**Input data**
---*---
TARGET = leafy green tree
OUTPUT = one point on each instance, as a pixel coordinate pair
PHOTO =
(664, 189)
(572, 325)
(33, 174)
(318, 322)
---*---
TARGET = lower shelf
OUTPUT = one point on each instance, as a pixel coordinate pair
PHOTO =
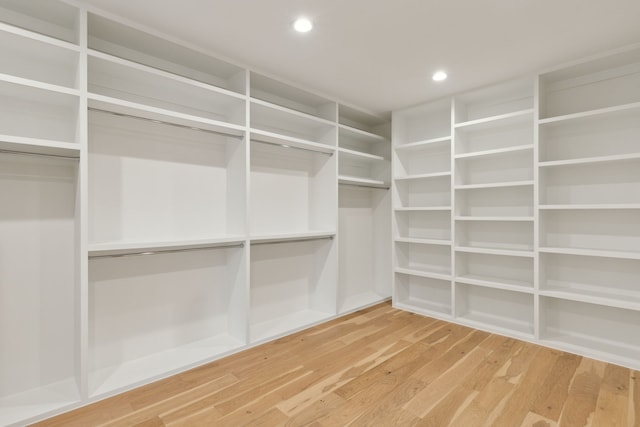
---*---
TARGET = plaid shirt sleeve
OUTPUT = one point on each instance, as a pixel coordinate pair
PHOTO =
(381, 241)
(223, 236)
---*---
**Task details**
Copy all lines of the listing above that contain the string "TARGET".

**Solution for this exercise**
TARGET = leafy green tree
TARGET = lower shelf
TARGET = plaid shirt sleeve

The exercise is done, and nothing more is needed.